- _EXERCISE AIM_: Repeat exactly, and only, the lines from the one containing "the cat's green" through the end of the records.

- _RECORDS SHOWN_:
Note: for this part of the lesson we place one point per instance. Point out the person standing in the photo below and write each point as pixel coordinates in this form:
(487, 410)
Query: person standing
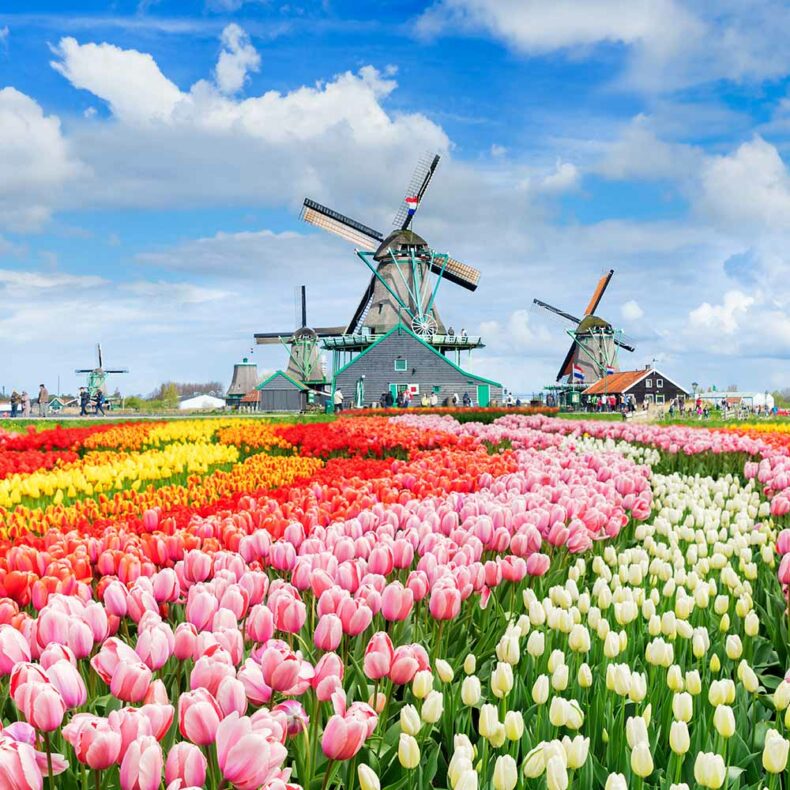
(100, 402)
(43, 400)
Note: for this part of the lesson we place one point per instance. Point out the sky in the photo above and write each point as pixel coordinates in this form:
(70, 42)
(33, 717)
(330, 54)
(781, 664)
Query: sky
(154, 155)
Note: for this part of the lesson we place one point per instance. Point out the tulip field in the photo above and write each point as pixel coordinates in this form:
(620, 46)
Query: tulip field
(394, 602)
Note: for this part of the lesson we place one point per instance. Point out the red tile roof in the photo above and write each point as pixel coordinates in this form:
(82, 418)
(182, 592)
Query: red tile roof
(616, 383)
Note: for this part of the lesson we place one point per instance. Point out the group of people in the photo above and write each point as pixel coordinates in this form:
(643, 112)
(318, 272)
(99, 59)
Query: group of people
(21, 403)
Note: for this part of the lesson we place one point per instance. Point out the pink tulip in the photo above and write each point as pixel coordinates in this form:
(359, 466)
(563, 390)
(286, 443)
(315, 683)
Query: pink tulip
(379, 655)
(201, 607)
(13, 648)
(396, 602)
(142, 765)
(68, 681)
(538, 564)
(251, 676)
(296, 717)
(246, 757)
(131, 724)
(96, 744)
(199, 716)
(187, 763)
(231, 696)
(445, 603)
(328, 633)
(185, 642)
(159, 716)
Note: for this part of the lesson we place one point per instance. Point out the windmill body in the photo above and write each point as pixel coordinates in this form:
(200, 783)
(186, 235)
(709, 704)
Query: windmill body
(97, 377)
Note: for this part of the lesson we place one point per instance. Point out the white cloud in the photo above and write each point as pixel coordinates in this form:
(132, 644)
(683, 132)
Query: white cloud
(749, 188)
(35, 161)
(723, 318)
(237, 58)
(631, 311)
(640, 155)
(538, 26)
(565, 178)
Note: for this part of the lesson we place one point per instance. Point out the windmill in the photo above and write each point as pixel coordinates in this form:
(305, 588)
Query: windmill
(405, 271)
(304, 361)
(98, 376)
(593, 351)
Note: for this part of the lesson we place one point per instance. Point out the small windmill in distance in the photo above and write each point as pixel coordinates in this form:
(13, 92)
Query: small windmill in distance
(98, 376)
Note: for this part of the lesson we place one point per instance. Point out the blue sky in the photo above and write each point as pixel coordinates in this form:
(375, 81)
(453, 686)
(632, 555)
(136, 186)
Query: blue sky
(154, 155)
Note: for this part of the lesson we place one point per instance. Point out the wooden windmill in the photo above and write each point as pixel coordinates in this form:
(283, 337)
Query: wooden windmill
(405, 271)
(594, 341)
(304, 360)
(96, 377)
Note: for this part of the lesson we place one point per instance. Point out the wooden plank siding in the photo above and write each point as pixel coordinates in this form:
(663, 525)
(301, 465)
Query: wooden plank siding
(424, 367)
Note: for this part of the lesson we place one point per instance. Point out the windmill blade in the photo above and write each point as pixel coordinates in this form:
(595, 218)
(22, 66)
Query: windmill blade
(329, 331)
(360, 235)
(459, 273)
(420, 179)
(557, 311)
(598, 292)
(271, 338)
(565, 368)
(362, 307)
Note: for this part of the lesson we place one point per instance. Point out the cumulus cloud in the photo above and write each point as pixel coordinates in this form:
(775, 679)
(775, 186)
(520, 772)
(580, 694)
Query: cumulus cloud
(237, 58)
(748, 188)
(35, 160)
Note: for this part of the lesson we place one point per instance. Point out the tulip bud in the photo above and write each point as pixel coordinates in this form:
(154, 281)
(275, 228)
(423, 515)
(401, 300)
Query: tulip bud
(775, 752)
(679, 740)
(514, 725)
(540, 690)
(709, 770)
(505, 773)
(410, 720)
(408, 751)
(502, 680)
(368, 780)
(724, 721)
(432, 707)
(444, 671)
(642, 759)
(556, 773)
(488, 720)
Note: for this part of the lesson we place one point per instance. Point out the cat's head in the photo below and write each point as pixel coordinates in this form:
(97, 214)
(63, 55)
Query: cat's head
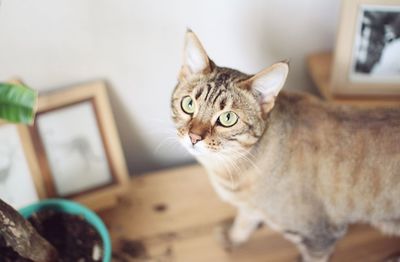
(221, 110)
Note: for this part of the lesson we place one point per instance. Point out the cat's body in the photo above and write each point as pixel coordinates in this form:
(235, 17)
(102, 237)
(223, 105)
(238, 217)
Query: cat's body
(306, 168)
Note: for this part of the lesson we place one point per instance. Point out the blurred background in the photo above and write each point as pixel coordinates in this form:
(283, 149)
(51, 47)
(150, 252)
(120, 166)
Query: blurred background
(135, 45)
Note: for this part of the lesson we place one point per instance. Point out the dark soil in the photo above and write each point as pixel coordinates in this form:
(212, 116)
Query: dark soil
(73, 237)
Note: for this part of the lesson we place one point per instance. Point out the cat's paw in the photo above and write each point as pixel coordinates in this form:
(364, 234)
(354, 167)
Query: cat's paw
(223, 236)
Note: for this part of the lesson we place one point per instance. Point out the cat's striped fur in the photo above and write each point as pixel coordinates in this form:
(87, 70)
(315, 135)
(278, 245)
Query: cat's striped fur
(305, 167)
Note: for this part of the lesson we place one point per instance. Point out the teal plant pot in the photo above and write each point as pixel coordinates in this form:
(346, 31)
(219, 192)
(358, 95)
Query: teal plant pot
(71, 207)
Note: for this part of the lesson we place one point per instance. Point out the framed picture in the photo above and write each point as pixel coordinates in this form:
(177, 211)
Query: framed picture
(78, 148)
(367, 55)
(20, 180)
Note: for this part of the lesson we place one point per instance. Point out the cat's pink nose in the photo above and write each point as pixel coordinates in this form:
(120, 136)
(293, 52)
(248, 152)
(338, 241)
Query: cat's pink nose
(194, 138)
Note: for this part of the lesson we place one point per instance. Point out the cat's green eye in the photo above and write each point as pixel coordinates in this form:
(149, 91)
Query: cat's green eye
(228, 119)
(187, 105)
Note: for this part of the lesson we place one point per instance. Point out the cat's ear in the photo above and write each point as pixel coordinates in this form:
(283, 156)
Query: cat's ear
(195, 59)
(268, 83)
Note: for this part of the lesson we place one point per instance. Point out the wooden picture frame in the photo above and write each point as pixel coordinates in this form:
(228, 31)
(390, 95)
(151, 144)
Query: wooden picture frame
(356, 70)
(78, 147)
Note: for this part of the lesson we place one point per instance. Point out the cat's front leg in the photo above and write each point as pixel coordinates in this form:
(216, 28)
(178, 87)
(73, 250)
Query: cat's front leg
(319, 245)
(237, 233)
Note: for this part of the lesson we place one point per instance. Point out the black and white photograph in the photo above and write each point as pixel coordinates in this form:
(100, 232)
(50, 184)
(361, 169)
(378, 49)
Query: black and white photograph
(376, 51)
(16, 183)
(75, 152)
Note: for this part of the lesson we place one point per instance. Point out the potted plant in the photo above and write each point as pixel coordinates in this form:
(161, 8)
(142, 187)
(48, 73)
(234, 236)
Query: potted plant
(50, 230)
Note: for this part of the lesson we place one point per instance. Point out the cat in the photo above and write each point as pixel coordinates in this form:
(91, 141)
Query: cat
(304, 167)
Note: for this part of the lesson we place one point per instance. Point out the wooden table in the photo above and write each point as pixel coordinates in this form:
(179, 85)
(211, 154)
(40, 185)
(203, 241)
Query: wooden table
(171, 216)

- _TASK OUTPUT_:
Note: for this part of the lesson we place one point per instance. Point out the cat's green eye in the photo above and write each point as pixel coordinates in this form:
(149, 91)
Query: cat's green eye
(228, 119)
(187, 105)
Note: for this part of the lesson we place one point per instance. Point out the cat's ear in the photo above and write each point as pixel coordinates in this form:
(283, 156)
Query: cat's ear
(195, 59)
(268, 83)
Note: for this part of the lesson we place one point per instance. Point out the wooden picture frame in the photo above and write each point as pixel coordinates in this form:
(228, 31)
(390, 95)
(151, 144)
Query: wooden picture frame
(356, 70)
(78, 147)
Note: for this part of the lesson we place one point per instance. Point out the cat's front leg in the photo above and write each point as pixel coordinates in this form:
(216, 28)
(178, 87)
(73, 250)
Query: cat's front leg
(319, 245)
(237, 233)
Note: for this part of the lesson we place one point per instance. Point out the black and white photograph in the photo above and write each point as pixel coordinates in this form:
(100, 232)
(50, 184)
(361, 169)
(378, 49)
Query: black and white photograph
(376, 51)
(16, 183)
(75, 152)
Note: for this part of the lesson we place one point per instance. Point out the potted plant in the photo above and write each point as pixel coordinates in this form:
(161, 8)
(142, 187)
(48, 73)
(234, 236)
Query: potted plant
(50, 230)
Note: for this part of the lesson we place one point per instance. Point out the cat in the photo above and write each point as pixel coordinates in this form:
(91, 141)
Query: cat
(304, 167)
Note: for this part of the lesson we place one point per instance. Point out the wooden table in the photo above and write each point as pixel coordinates in this form:
(179, 85)
(211, 154)
(40, 185)
(203, 241)
Query: wooden table
(171, 216)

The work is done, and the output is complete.